| Aim of the task |
Rewrite each of the records below, changing "jacket" to "coat" and leaving everything else the same.

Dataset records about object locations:
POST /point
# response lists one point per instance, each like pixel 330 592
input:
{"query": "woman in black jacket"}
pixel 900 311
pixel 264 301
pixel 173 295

| Solution for this task |
POST /point
# response lists one point per instance, each like pixel 330 592
input:
{"query": "woman in black coat"}
pixel 900 311
pixel 264 301
pixel 173 295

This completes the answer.